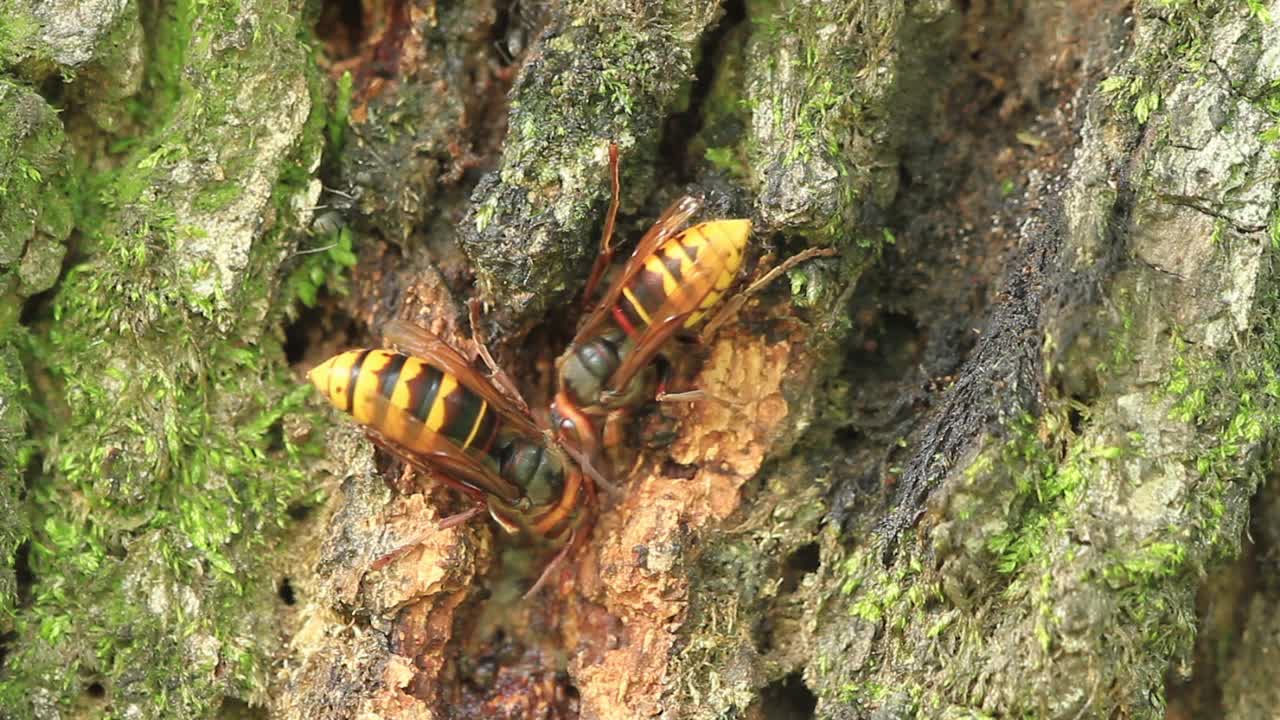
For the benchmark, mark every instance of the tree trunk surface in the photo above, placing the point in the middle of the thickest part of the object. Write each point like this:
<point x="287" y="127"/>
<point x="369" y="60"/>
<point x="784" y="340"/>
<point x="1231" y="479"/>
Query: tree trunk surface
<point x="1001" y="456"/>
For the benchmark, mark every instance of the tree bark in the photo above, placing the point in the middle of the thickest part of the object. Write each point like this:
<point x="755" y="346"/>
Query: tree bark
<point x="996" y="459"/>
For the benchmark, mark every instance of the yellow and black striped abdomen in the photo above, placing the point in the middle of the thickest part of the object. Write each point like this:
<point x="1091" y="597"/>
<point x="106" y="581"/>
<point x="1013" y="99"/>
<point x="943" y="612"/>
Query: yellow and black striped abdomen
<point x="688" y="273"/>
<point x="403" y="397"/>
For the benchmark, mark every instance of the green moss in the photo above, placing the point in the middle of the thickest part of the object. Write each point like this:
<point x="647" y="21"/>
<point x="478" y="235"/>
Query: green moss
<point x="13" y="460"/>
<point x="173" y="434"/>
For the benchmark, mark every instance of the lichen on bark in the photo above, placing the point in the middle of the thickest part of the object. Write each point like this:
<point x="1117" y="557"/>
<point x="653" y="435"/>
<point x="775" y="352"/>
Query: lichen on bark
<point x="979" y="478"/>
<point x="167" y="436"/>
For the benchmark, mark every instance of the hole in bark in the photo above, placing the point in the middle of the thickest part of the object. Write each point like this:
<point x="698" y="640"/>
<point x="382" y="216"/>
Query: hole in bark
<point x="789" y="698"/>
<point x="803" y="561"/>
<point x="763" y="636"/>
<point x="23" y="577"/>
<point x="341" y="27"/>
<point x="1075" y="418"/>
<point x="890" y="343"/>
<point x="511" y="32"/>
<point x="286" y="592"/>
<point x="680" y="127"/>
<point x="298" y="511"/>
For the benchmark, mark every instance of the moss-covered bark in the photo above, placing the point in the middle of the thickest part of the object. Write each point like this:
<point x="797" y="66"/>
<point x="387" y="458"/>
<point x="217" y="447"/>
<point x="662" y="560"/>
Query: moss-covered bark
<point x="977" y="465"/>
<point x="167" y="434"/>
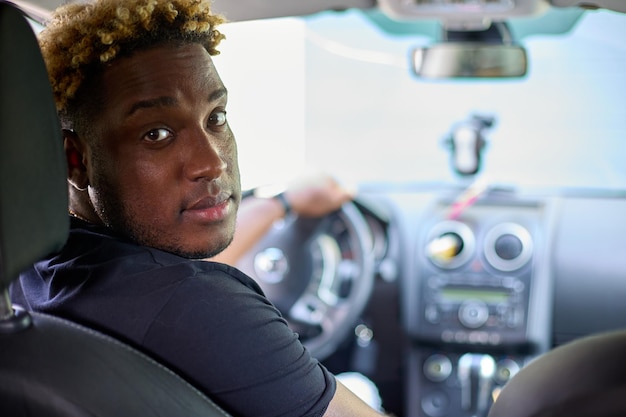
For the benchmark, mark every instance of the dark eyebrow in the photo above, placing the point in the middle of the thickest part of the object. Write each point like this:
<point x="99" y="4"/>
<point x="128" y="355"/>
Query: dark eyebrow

########################################

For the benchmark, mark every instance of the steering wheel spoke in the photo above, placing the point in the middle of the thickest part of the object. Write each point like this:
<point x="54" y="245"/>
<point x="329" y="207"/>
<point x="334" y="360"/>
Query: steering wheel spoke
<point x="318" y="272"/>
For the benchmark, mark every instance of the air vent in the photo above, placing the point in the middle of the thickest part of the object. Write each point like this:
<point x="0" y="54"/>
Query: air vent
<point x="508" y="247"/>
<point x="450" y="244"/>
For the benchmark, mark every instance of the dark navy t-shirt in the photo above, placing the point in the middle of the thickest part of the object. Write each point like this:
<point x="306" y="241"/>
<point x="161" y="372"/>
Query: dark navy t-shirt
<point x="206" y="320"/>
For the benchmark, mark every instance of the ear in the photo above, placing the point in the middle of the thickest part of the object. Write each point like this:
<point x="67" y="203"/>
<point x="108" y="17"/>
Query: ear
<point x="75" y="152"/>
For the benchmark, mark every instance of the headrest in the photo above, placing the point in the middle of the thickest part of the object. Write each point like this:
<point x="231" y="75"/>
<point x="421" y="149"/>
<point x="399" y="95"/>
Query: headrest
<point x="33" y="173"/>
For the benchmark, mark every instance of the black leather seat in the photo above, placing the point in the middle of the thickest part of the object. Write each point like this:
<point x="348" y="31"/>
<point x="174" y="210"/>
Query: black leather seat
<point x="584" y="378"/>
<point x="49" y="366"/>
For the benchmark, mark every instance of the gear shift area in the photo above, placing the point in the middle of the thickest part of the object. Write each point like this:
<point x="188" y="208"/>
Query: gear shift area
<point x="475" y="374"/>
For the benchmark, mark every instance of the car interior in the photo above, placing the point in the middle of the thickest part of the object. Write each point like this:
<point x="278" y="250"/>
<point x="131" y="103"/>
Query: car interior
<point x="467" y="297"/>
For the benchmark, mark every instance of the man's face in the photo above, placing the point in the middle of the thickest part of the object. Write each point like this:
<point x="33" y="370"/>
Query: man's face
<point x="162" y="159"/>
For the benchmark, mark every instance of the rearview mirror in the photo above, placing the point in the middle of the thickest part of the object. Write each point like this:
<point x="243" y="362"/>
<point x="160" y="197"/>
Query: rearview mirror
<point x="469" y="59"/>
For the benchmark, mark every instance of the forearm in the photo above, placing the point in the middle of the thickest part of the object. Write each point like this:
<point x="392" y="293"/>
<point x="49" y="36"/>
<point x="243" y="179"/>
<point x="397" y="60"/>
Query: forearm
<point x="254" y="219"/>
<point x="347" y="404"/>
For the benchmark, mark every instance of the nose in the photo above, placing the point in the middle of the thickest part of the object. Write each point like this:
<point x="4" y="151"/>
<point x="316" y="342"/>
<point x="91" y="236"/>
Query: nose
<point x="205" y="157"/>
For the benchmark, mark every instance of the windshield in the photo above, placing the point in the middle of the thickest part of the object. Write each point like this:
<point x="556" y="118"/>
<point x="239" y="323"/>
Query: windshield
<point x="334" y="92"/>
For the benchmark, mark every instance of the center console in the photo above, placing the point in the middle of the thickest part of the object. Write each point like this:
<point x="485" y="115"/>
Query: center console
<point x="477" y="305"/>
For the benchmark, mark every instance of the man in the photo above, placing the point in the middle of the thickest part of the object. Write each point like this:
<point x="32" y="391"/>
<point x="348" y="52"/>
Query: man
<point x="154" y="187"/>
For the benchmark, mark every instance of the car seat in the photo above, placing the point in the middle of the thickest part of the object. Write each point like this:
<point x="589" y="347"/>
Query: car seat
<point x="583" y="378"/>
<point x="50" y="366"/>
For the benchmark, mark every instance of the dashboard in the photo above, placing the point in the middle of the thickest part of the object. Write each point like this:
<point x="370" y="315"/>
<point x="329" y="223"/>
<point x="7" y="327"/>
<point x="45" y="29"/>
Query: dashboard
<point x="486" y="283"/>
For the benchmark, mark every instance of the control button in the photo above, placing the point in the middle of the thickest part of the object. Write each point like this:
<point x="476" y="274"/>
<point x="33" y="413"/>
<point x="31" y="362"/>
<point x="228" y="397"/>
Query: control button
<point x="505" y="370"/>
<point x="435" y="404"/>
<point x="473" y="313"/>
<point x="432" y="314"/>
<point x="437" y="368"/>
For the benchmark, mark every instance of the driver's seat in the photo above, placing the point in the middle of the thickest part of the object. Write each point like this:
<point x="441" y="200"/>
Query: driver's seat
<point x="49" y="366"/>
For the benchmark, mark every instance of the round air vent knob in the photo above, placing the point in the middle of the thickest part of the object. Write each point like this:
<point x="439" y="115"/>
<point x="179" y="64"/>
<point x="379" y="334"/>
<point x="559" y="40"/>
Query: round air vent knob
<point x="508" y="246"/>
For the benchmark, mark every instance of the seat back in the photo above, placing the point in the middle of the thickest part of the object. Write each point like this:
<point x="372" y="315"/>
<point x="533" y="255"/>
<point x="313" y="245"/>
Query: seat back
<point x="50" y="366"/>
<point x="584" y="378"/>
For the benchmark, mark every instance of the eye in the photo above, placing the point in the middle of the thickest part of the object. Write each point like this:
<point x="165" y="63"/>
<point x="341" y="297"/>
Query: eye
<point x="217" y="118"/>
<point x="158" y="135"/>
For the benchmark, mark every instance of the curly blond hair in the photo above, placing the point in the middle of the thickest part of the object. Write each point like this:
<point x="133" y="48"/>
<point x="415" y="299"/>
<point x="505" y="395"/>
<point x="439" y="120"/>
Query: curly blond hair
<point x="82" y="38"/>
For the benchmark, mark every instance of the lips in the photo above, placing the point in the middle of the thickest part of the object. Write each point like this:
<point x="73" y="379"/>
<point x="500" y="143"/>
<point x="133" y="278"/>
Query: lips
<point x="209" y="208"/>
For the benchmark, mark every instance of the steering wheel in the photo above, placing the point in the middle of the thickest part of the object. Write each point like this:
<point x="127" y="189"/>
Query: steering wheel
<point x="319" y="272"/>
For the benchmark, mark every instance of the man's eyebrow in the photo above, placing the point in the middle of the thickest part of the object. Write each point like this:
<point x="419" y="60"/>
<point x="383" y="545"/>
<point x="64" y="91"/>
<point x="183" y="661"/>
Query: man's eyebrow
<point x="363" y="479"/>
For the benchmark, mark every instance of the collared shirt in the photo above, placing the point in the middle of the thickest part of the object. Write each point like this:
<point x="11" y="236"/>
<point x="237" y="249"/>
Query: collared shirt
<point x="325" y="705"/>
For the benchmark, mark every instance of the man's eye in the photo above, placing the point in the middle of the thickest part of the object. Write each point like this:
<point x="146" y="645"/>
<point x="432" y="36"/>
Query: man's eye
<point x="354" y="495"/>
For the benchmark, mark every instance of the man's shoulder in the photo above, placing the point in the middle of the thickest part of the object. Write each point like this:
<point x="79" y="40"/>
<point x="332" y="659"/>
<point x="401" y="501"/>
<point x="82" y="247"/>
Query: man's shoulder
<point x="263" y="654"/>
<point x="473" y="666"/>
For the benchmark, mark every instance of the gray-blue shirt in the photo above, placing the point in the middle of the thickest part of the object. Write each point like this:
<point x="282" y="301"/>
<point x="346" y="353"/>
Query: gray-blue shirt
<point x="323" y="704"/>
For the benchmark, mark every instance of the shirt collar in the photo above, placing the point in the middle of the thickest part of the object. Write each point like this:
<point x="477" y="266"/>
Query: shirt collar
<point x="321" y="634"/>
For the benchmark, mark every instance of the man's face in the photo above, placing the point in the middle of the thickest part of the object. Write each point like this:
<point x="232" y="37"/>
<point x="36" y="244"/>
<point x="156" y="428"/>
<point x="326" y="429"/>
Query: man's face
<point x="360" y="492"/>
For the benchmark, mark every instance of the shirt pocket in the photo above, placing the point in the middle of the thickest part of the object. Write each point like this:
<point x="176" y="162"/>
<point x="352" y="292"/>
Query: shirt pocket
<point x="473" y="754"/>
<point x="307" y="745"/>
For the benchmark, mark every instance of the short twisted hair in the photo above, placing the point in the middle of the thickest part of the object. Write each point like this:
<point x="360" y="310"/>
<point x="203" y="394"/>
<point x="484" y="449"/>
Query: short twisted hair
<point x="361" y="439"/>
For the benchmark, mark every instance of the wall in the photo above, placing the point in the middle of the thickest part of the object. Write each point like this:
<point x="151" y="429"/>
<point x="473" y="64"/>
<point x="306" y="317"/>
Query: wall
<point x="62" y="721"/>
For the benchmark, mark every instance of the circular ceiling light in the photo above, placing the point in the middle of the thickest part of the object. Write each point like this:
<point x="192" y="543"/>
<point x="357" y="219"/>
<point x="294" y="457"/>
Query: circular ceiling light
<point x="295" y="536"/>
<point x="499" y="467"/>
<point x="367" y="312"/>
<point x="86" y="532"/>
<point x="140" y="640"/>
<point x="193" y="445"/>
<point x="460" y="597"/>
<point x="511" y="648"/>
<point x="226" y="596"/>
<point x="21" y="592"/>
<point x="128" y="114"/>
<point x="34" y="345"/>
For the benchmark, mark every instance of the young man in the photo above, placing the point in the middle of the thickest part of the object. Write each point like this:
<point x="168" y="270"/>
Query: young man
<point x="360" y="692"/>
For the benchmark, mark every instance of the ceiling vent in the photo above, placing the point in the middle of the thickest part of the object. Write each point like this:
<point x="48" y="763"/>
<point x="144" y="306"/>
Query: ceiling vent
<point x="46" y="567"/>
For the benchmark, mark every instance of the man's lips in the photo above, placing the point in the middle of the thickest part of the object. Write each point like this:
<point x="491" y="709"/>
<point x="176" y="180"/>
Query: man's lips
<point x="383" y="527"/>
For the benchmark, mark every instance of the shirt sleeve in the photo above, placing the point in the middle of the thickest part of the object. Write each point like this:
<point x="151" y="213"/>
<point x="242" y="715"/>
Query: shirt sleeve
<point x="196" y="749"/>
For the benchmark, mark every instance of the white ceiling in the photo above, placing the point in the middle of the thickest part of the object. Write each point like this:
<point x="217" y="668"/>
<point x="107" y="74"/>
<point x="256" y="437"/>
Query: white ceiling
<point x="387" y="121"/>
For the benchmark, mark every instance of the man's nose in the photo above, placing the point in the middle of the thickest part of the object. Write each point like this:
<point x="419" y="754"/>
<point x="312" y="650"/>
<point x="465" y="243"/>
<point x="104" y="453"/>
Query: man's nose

########################################

What is expected:
Rewrite the part of the material above that opens with the line containing "For the benchmark, mark every instance of the moss-covered" and closes with the line containing "Query: dark eyebrow" as a JSON list of strings, one string per line, with blank lines left out. Leave the pictures out of the answer.

Exercise result:
[
  "For the benchmark, mark every instance of the moss-covered bark in the photo above, placing the point in the middle of the thickest part of the object. Write each point like this:",
  "<point x=\"797\" y=\"66\"/>",
  "<point x=\"387\" y=\"458\"/>",
  "<point x=\"217\" y=\"447\"/>",
  "<point x=\"662\" y=\"560\"/>",
  "Query: moss-covered bark",
  "<point x=\"977\" y=\"465\"/>",
  "<point x=\"167\" y=\"434\"/>",
  "For the benchmark, mark every instance of the dark eyebrow in the photo above, placing the point in the middle of the thickest part of the object. Write each point like this:",
  "<point x=\"99\" y=\"4\"/>",
  "<point x=\"128\" y=\"355\"/>",
  "Query: dark eyebrow"
]